> **Estratto della pagina**:
* * * * * * * * *

D’accordo con papa Francesco: “la buona politica è al servizio della pace”. Ma quale è la buona politica; e quale può esserlo qui e ora per i cattolici italiani?
Si possono formulare risposte generali e un po’generiche. Sul piano del metodo la buona politica è quella che esprime nella misura più ampia possibile i valori della democrazia come espressione della sovranità popolare e come partecipazione alle scelte del potere. Sul piano dei contenuti la buona politica è quella che si orienta con decisione sulla via della costruzione dlla pace, della espansione e della tutela del lavoro, del perseguimento dell’uguaglianza nella libertà dei cittadini e delle loro formazioni sociali.
Sempre in estrema sintesi si può dire che qui in Italia la buona politica è quella scritta a chiarissime lettere nella Costituzione della Repubblica, come compendio di un complesso vissuto storico di ipirzioni diverse e come grande apertura a un’inedita speranza civile.
Ma sin qui il discorso oltre che generico è anche astratto. E per i cattolici, poi, molto complicato. In particolare per essi si tratta di fare i conti con la storia. Non solo quella degli ultimi due secoli ma anche quella degli ultimi decenni.

* * * * * * * * *

> **Breve quesito 1**:
Rispondi alle seguenti domande sul brano dedicato alla buona politica.
(a) A chi è attribuita la frase "la buona politica è al servizio della pace"?
(b) In quale documento la buona politica italiana è scritta "a chiarissime lettere"?
(c) Con che cosa devono fare i conti i cattolici?
> **Breve quesito 2**: Trascrivi con precisione il passo del brano sulla buona politica da "Sempre in estrema" fino a "un’inedita speranza civile." incluso.

* * * * * * * * *

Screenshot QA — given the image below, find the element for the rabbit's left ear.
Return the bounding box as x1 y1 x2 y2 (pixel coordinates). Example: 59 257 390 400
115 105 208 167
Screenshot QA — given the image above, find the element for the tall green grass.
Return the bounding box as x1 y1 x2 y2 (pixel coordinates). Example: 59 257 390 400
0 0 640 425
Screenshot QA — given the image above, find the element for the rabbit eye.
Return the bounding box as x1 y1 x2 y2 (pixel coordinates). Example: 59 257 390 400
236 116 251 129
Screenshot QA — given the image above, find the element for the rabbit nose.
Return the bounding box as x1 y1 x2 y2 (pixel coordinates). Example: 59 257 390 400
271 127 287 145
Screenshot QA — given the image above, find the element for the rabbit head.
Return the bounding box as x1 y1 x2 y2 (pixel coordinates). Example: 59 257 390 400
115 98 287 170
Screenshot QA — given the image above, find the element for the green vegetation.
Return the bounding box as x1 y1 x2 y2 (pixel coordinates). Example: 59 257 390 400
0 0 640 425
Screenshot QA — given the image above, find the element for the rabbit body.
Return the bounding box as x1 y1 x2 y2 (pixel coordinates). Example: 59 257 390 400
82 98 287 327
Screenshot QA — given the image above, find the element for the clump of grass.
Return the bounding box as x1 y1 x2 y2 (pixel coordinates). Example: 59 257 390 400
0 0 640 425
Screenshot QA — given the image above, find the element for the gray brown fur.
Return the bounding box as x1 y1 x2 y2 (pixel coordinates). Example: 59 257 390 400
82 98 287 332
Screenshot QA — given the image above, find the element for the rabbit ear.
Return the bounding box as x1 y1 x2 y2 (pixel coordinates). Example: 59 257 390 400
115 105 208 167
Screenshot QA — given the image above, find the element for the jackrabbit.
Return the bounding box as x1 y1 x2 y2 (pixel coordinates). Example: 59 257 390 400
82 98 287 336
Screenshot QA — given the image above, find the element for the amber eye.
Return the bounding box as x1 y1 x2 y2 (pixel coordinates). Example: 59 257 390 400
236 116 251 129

* * * * * * * * *

> **Risultato esercizio 1**:
(a) A papa Francesco.
(b) Nella Costituzione della Repubblica.
(c) Con la storia, non solo quella degli ultimi due secoli ma anche quella degli ultimi decenni.

> **Risultato esercizio 2**:
Sempre in estrema sintesi si può dire che qui in Italia la buona politica è quella scritta a chiarissime lettere nella Costituzione della Repubblica, come compendio di un complesso vissuto storico di ipirzioni diverse e come grande apertura a un’inedita speranza civile.